• [What you need to do]
Convert every line of the entries below into a JSON list of strings, one string per line and no blank lines. Leave the pictures out.

§

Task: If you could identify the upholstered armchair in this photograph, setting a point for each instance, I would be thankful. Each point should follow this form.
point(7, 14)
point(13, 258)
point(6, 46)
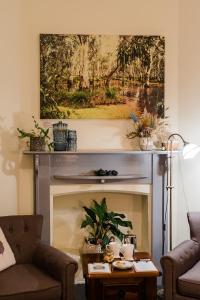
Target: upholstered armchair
point(181, 266)
point(41, 272)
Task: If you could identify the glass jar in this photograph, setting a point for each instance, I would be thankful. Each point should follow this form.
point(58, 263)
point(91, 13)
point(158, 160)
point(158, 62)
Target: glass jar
point(60, 134)
point(108, 255)
point(72, 140)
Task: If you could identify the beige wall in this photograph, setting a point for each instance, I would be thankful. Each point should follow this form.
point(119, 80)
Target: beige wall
point(22, 21)
point(189, 114)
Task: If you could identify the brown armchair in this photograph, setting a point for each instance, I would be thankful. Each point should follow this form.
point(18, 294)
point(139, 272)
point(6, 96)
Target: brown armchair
point(181, 266)
point(41, 271)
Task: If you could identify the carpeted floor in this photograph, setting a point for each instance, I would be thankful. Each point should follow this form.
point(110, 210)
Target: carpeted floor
point(80, 293)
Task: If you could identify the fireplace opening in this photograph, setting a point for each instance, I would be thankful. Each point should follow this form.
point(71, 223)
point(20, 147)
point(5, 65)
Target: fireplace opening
point(67, 215)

§

• [Exercise output]
[
  "Task: If you could identify the upholstered armchair in this photograph, setting a point for each instance, I would be thankful. Each point should follow this form.",
  "point(7, 14)",
  "point(13, 258)",
  "point(6, 46)",
  "Target: upholstered armchair",
  "point(181, 266)",
  "point(41, 272)",
  "Task: If you could identify the glass jar in this photograph, setting a point for each instance, I would be thankful. Each point should follow this form.",
  "point(58, 263)",
  "point(91, 13)",
  "point(158, 160)",
  "point(158, 62)",
  "Target: glass jar",
  "point(60, 134)",
  "point(108, 255)",
  "point(72, 140)",
  "Task: If you could identify the beige wall in this photograph, setting a point for each instance, I would be thankful. Each point should follow this form.",
  "point(119, 80)",
  "Target: beige wall",
  "point(22, 21)",
  "point(189, 114)",
  "Task: If you could identify the brown armchair in this photograph, setting a point for each instance, I would be thankful. Each point should follow this form.",
  "point(18, 294)",
  "point(139, 272)",
  "point(6, 96)",
  "Target: brown armchair",
  "point(181, 266)",
  "point(41, 271)",
  "Task: If you could identify the carpeted floor in this photograph, setting a point for each instance, I would be thankful. Each point should follow this form.",
  "point(110, 210)",
  "Target: carpeted floor",
  "point(80, 293)",
  "Task: If you could identify the fireplace opening in this photograph, setting a point for each instance, I would be thankful. Each point should follow this form.",
  "point(71, 223)",
  "point(20, 147)",
  "point(5, 65)",
  "Target: fireplace opening",
  "point(67, 215)"
]